- _DOKUMENTABSCHNITT_:
◆ ◆ ◆

# passendes Design für Schulcommunity; Bitte Vorschläge



## gamerfunkie (27. Juli 2006)

Hallo,
ich bin dabei eine Schulcommunitypage aufzubauen und benutze das CMS Joomla(Weiterentwicklung von Mambo). Bin auch gut dabei , habe schon viel gecodet usw. hat alles gut geklappt. Jetzt suche ich  das passende Design und Layout.
Es sollte folgende  Anforderungen erfüllen
auf der Startseite aktuelle Events
Shoutboy auf der Startseite
muss nicht so meeega-übersichtlich sein(sprich: der Faktor kann vernachlässigt werden.
Layout breit genug, das ein Forum drin Platz findet
sollte insgesamt belebt und nicht so kalt und trocken wie eine Firmenseite sein
Also, wenn ihr Ideen habt, fände ich super. Postet sie hier oder schickt mir sie per mail(besser hier posten, dann kann das gane noch diskutiert werden)
email: erik.rostock@web.de
Mfg gamerfunkie


----------



## thecamillo (7. August 2006)

War auf der Seite http://www.joomlaos.de/ muss eure sein und wenn ich das so sehe bereibt man da Kommerz? Wenn man dir was postet bekommt man da auch Geld? Wenn nicht ist es für mich zuminest nicht Interessant!

MFG thecamillo


----------



## Markus Kolletzky (7. August 2006)

thecamillo hat gesagt.:
			
		

> War auf der Seite http://www.joomlaos.de/ muss eure sein und wenn ich das so sehe bereibt man da Kommerz? Wenn man dir was postet bekommt man da auch Geld? Wenn nicht ist es für mich zuminest nicht Interessant!
> 
> MFG thecamillo


Bitte was?


----------



## ecology (7. August 2006)

Hi!
Was sollte man denn jetzt posten, ein Skizze oder eine Erklärung?

◆ ◆ ◆

- _GESPEICHERTE DATENSÄTZE_:
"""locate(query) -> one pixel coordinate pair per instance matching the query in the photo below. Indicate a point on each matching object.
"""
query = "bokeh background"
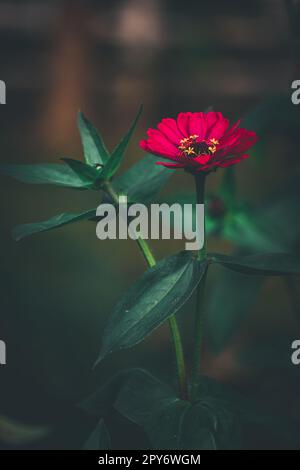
(56, 289)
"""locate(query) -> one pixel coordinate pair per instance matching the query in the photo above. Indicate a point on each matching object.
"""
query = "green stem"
(174, 329)
(200, 189)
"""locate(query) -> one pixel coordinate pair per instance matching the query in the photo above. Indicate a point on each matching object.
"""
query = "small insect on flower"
(199, 141)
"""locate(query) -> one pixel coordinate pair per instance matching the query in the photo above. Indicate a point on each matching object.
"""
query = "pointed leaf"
(171, 423)
(269, 264)
(46, 173)
(25, 230)
(157, 295)
(99, 439)
(117, 155)
(88, 174)
(95, 152)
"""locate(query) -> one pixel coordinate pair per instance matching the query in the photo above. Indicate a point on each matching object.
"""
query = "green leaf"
(95, 152)
(25, 230)
(46, 173)
(117, 155)
(142, 181)
(99, 439)
(269, 264)
(87, 173)
(171, 423)
(229, 303)
(157, 295)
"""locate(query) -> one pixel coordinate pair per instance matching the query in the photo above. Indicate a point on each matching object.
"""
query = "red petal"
(169, 128)
(171, 165)
(183, 123)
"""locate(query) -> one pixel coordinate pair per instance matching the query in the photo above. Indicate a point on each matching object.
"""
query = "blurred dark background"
(56, 289)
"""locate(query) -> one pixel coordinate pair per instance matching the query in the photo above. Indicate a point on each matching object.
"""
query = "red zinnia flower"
(199, 141)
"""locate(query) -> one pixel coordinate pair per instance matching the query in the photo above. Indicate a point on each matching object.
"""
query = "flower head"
(199, 141)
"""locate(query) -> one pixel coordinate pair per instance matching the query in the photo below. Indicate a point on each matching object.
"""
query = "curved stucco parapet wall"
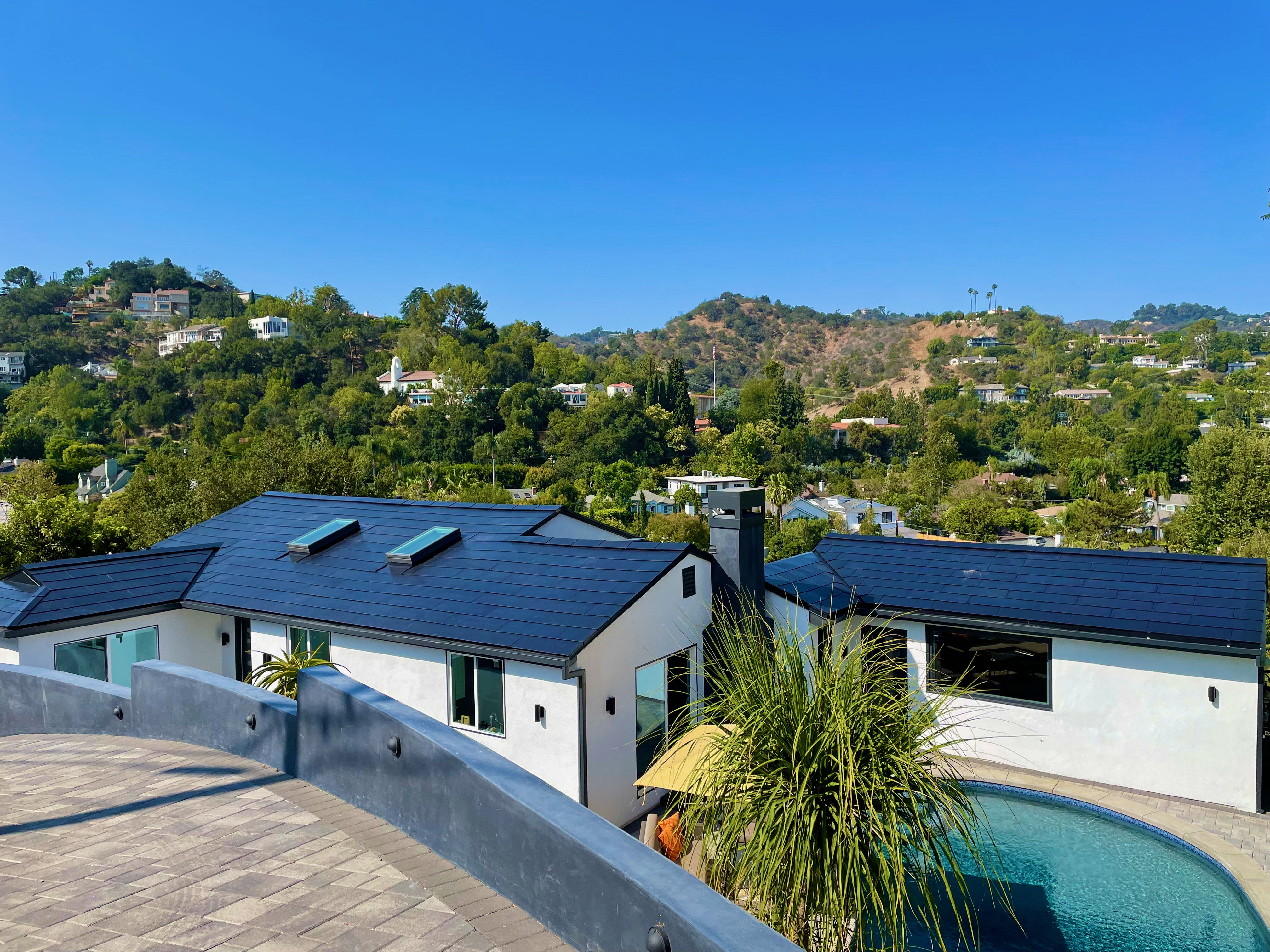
(582, 878)
(1248, 876)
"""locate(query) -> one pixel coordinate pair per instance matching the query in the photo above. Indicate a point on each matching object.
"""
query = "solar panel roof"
(1147, 594)
(497, 587)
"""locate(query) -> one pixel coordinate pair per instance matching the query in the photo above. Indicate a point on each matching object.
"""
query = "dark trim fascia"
(511, 654)
(637, 597)
(569, 673)
(816, 607)
(121, 557)
(23, 630)
(1055, 631)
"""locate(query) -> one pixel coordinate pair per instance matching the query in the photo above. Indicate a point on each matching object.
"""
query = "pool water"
(1083, 881)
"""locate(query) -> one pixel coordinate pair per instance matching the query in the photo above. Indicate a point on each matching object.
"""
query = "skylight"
(422, 546)
(323, 536)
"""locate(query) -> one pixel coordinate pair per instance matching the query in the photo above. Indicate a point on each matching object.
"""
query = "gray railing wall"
(578, 875)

◆ ◆ ◆

- _AUFGABE A_: Wähle aus den Datensätzen oben jede Zeile aus, die die Zeichenfolge „leaf“ enthält, und übernimm sie unverändert.
- _AUFGABE B_: Bitte setze den Forumsthread zum Design für die Schulcommunity fort, direkt im Anschluss an seinen letzten Satz.

- _ERGEBNIS A_:
query = "pointed leaf"
query = "green leaf"

- _ERGEBNIS B_:
Also mal was zum Design:
Also ich würde als hintergrund einen Ausschnitt einer hölzernen Schulbank machen auf der dann der Inhalt in Form von Zetteln gesetzt ist. Also im Prinzip wie auf einer echten Schulbank.

Dazu könnte man als Shoutbox in Schreibschrift direkt auf die Bank schreiben, also wie die kleinen Sätze wo immer auf so vielen Schulbänken stehen  

Wie wäre das?


Ecology


----------



## helaukoenig (10. August 2006)

Also, ich würde keine Schulbank nehmen, das wirkt doch eher abschreckend. Stattdessen viele Bilder mit fröhlichen Menschen, weißer Hintergrund, das wirkt luftig und frei und dazu aktivierende Farbkobinationen wie Orange-Blau oder Gelb-Grün.

@thecamillo: das findet ich bemerkenswert. Weil dies ein kommerzielles Projekt sein kann, ist es für dich nicht interessant. Dabei habe ich gerade deinen Hilferufe und die eingegangene Tipps zum Thema winassistent gelesen und da geht es doch ganz eindeutig um ein kommerzielles Projekt. Ansonsten möchte ich an dieser Stelle noch einmal um die Einhaltung grundlegender Rechtschreibungs- und Zeichenregeln bitten. Das erleichtert das Lesen enorm.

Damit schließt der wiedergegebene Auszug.